> **WORK INSTRUCTIONS**: Copy every line of the material below word for word, leaving out the pictures.

Data items
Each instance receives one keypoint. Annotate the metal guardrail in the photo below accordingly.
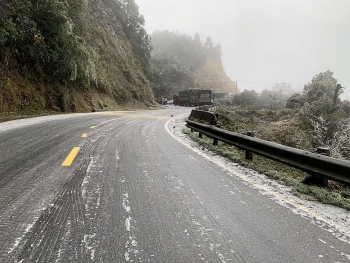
(312, 163)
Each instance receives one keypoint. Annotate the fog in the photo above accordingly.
(264, 42)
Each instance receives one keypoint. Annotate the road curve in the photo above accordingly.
(132, 193)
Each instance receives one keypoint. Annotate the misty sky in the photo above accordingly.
(265, 42)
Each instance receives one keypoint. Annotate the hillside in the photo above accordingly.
(212, 76)
(73, 55)
(181, 62)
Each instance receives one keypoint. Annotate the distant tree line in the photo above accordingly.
(319, 109)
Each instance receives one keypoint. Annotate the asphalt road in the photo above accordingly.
(132, 193)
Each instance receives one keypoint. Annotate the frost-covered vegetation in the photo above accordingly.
(321, 118)
(61, 55)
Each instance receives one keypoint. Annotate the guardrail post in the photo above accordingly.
(248, 154)
(327, 152)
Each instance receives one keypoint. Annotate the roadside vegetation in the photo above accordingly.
(72, 55)
(321, 120)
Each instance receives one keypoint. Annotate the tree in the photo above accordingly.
(322, 84)
(134, 28)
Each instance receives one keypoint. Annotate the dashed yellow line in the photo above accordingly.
(136, 115)
(71, 156)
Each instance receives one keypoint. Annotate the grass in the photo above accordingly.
(288, 175)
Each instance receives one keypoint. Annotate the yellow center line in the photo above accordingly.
(71, 156)
(137, 115)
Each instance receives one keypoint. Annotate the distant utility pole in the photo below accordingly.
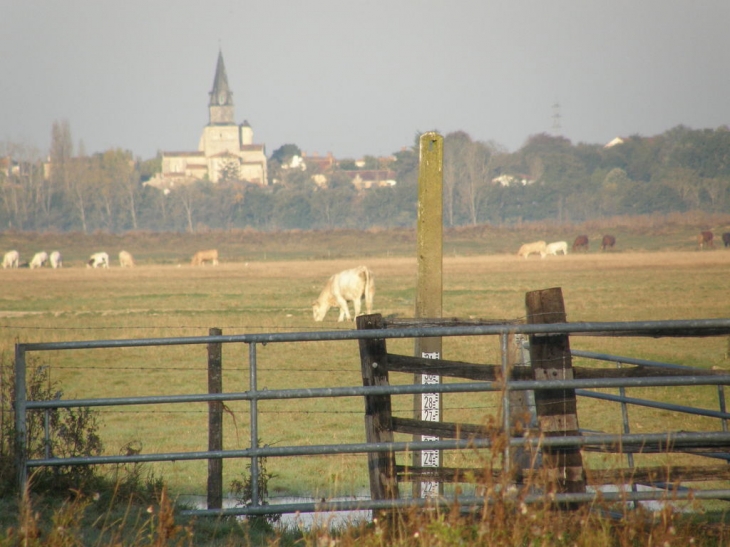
(557, 127)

> **ANSWER TO THE PROBLEM**:
Each instance receives one keypoint. Annotate the metal guardrail in the photo below accordingly.
(312, 163)
Each instance receives one keypoint. Annotate the fog in the photo above accordingly.
(264, 42)
Each instance receives one keypoint. Annotate the road curve in the photo above accordingly.
(132, 193)
Each instance receives one keypoint. Annotate the misty sky in the photo above accordingly.
(265, 42)
Each instance receives one keypoint. Annotate the hillside in the photo above accordingly.
(212, 76)
(73, 55)
(181, 62)
Each instance receives one keypoint. Annotate the distant tree line in the photo above accordingly.
(319, 109)
Each instance receives one keypoint. Annotate the asphalt road in the photo above accordingly.
(132, 193)
Each instance receives one keypoint. Annotate the frost-covered vegetation in the photo above accordingly.
(321, 118)
(61, 55)
Each instance receives one keypoint. Annotate the guardrail post in the photo above accordingly.
(248, 154)
(327, 152)
Each instance receives one keypoint. Annotate the roadside vegetation in the photo above accordingly.
(72, 55)
(321, 120)
Each instance receives one keypoint. Annotate the tree in the photo above accordingly.
(322, 84)
(134, 28)
Each instance receives one keypoint. Annotate the dashed yellow line in the photo above accordingly.
(136, 115)
(71, 156)
Each instance receives one keypoint. Annotate the grass in the photo above accordingly.
(288, 175)
Each instance receives one keypoint. Annotate the yellow center line in the photo above accordingly.
(71, 156)
(137, 115)
Each instance receives one keypoint. Annotate the distant utility pole in the photo below accordingly.
(557, 127)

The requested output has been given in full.